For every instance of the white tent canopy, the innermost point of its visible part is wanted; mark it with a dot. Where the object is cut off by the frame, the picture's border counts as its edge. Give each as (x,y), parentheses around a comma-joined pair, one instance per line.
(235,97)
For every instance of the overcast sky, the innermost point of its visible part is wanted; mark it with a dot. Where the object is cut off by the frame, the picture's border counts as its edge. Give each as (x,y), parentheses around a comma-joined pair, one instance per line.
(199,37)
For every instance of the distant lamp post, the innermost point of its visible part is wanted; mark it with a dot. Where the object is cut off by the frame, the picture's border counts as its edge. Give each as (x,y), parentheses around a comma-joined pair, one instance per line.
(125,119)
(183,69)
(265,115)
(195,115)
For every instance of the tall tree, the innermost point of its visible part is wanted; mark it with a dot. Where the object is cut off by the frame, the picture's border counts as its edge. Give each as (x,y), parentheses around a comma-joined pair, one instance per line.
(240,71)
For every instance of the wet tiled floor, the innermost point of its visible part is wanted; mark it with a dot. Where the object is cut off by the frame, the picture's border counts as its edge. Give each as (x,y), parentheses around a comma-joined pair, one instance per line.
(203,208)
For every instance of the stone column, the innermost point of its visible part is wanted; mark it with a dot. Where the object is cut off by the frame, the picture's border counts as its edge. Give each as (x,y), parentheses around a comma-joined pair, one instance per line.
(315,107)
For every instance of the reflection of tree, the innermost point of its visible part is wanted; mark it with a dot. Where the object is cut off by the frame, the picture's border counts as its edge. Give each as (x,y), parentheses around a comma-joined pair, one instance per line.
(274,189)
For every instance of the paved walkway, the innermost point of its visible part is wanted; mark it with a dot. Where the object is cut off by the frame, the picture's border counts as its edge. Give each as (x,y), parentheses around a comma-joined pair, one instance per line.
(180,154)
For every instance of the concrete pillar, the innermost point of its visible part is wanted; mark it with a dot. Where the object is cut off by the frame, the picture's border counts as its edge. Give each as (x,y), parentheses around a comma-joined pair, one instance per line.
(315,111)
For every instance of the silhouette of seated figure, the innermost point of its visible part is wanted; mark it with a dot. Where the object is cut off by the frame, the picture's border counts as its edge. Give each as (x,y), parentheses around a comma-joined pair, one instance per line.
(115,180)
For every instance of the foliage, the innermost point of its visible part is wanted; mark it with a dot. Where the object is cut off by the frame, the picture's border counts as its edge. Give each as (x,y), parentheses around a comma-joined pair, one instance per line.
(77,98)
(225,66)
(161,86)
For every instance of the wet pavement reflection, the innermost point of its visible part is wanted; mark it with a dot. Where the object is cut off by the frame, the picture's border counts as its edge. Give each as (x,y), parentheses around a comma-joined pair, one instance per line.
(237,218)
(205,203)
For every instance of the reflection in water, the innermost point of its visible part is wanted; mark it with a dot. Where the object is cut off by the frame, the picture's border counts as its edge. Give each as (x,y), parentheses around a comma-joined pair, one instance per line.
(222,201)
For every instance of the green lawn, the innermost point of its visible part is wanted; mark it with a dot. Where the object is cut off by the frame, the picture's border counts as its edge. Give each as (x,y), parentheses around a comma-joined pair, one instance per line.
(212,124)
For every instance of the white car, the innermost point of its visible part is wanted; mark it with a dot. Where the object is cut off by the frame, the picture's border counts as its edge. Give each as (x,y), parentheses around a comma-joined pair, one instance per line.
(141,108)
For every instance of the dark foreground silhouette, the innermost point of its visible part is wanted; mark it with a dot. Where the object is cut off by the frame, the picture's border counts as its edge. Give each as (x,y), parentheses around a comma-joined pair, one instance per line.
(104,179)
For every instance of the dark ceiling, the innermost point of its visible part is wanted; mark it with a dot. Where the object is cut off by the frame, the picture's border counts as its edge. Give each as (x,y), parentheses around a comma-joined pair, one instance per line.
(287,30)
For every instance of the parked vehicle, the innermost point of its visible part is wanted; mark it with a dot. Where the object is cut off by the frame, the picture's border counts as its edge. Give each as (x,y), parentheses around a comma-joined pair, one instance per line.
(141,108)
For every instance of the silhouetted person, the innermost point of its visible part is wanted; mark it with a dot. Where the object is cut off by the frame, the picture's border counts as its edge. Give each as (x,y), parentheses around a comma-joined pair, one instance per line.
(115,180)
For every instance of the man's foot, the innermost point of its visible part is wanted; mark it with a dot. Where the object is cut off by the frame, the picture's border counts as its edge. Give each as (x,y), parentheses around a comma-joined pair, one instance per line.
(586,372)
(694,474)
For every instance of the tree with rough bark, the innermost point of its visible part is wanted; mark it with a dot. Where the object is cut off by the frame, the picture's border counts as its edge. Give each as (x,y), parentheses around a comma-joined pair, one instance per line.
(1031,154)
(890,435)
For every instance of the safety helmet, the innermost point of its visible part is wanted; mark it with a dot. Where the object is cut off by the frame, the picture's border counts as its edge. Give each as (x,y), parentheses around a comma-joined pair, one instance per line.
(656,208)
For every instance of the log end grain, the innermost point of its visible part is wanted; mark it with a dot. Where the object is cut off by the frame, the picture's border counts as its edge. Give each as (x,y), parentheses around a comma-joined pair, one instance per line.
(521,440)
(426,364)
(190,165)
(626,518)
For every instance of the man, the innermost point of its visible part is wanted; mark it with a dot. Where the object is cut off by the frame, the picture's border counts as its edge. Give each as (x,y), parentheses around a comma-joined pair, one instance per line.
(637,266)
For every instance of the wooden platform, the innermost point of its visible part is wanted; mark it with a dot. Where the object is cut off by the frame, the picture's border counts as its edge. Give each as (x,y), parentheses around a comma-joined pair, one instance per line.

Work to be completed.
The expected output is every record, repeated exactly.

Completed exercise.
For every instance of the white tent canopy, the innermost point of its visible part is wanted; mark it with a dot. Where the object is cut off by the frame, the picture's border counts as its edge. Give each as (x,y), parentheses around a comma-joined pair, one instance per line.
(235,97)
For every instance of the overcast sky, the innermost point of its visible part is wanted; mark it with a dot. Where the object is cut off by the frame, the picture's border counts as its edge. Give each as (x,y), parentheses around a comma-joined pair, one instance per line.
(199,37)
For every instance of the distant lamp post, the innermost point of its visible part is wanted; mark it with a dot. Where the object is cut off by the frame, the picture's border counts as its edge. Give each as (x,y), parentheses around a comma-joined pair, one instance per line.
(125,119)
(183,69)
(265,115)
(195,115)
For every instance of the tall tree, the innermost point of its visible part is wanted; mark it with a dot. Where the object is cut off by the frame, the picture's border counts as its edge. Give each as (x,y), parentheses around a comma-joined pair, one instance per line.
(240,71)
For every instance of the wet tiled floor, the innermost point of its visible part is wanted; mark it with a dot. Where the object is cut off by the frame, the picture's border counts as its edge. Give each as (x,y), parentheses around a comma-joined pair, one instance per line.
(203,208)
For every instance of the stone column, the innermost point of its visible part is wanted; mark it with a dot. Where the object is cut off by the frame, the picture's border counts as its edge. Give each as (x,y), parentheses around a comma-joined pair, one instance per line.
(315,107)
For every instance of the reflection of tree, the innermost point of its visible part is wanted; mark it with a dot. Where the object is cut off by the frame, the picture's border counts as its edge. Give each as (x,y), parentheses around a comma-joined pair, one instance per line.
(274,189)
For every instance of the paved walkway, the innermost point of its visible part is wanted; mark it with a dot. Where the object is cut off by the frame, the picture's border counts as its edge. Give each as (x,y), parentheses around a comma-joined pair, one instance per line.
(180,154)
For every instance of the concrete pillar, the innermost point of its visible part is wanted; mark it with a dot. Where the object is cut off by the frame, the picture's border counts as its edge. Give each as (x,y), parentheses around a comma-joined pair, one instance per line.
(315,111)
For every instance of the silhouette of seated figure, the innermost point of its visible part is wanted; mark it with a dot. Where the object is cut off by the frame, the picture's border counts as its edge. Give each as (x,y), parentheses around a comma-joined pair, one instance per line.
(115,180)
For every instance of the foliage, the innermost point of its visible part is wanted; mark it with a dot. Where the object is cut off by the frame, the picture's border counts as its edge. Give each as (x,y), parentheses around a comma-joined pair, one instance per line.
(77,98)
(225,66)
(161,86)
For every instance of the wet pavement reflection, the innermost point of its visible part is wanted; mark it with a dot. Where the object is cut off by the frame, the picture's border counts as its edge. Give each as (x,y), parentheses around a comma-joined pair, one instance per line.
(237,218)
(205,203)
For every instance of the reflection in water, the innermost point of its visible part is wanted; mark it with a dot. Where the object is cut off by the frame, the picture's border counts as its edge. Give each as (x,y), parentheses around a comma-joined pair, one instance per line.
(222,201)
For every instance of the green lawn, the innermost point of its visible part is wanted; mark it with a dot. Where the object is cut off by the frame, the picture's border counts as its edge. Give each as (x,y), parentheses around a comma-joined pair, one instance per line.
(212,124)
For every instance of the white car, the innermost point of its visible part is wanted; mark it with a dot. Where the object is cut off by the frame, the picture's border counts as its edge. Give each as (x,y), parentheses around a comma-joined pair, one instance per line.
(141,108)
For every instance of the dark foreground silhouette, the innermost point of its visible part is wanted; mark it with a dot. Where the object is cut off by the frame, the picture's border counts as its edge. Give each as (x,y), parentheses around a comma-joined pair, one instance per line.
(104,179)
For every instance of the dark ceiling, the innermost point of its visible part is wanted; mark it with a dot. Where the object is cut off by the frame, the picture's border counts as its edge. Give each as (x,y), parentheses around a comma-joined pair, one instance per line.
(287,30)
For every instance of the parked vehicle, the innermost point of its visible part is wanted; mark it with a dot. Where the object is cut off by the frame, the picture's border counts as its edge. Give each as (x,y), parentheses around a comma-joined pair, one instance per line.
(141,108)
For every instance of the silhouetted person, the innermost point of its visible part is wanted; mark it with a dot. Where the object is cut off by the frame, the picture's border counts as its edge. Give each as (x,y), parentheses around a comma-joined pair, one instance per line.
(115,180)
For every instance of the man's foot, the innermost point of its visible part is wanted; mark it with a dot. Where the object is cut off by the frame, the picture's border counts as its edge. Give each as (x,y), parentheses around a comma-joined pair, one instance per line.
(586,372)
(694,474)
For every instance of the tree with rough bark, the innermost point of its visible part is wanted; mark it with a dot. Where the object is cut off by the frame, the picture's border counts as its edge. Give each as (x,y), parentheses around a comma-joined pair, one instance per line.
(1031,154)
(890,435)
For every instance of the safety helmet, the innermost point of its visible part is wanted; mark it with a dot. Where the object is cut off by the frame, the picture's border counts as its edge. Give each as (x,y), parentheses around a comma-joined pair, one instance per line.
(656,208)
For every instance of the log end grain, the innermost point of its visible part is wanted; mark it with a dot. Where the object is cut off by the frame, the picture's border counts as its edge. Give each as (x,y), parentheses around a comma-joined pair, one instance per line.
(521,440)
(426,364)
(190,165)
(626,518)
For every instance of the man, the innermost point of its visible part is wanted; mark it with a dot. Where the object is cut off by the frame, the picture's border counts as its edge. Give each as (x,y), parentheses around a comma-joined pair, one instance per line.
(637,266)
For every instance of the wooden platform, the innermost point of its visible part is wanted; mark it with a dot. Where the object is cut off by the frame, the picture's border counts as its edge. Give each as (x,y), parentheses around a comma-joined pair, one instance per line.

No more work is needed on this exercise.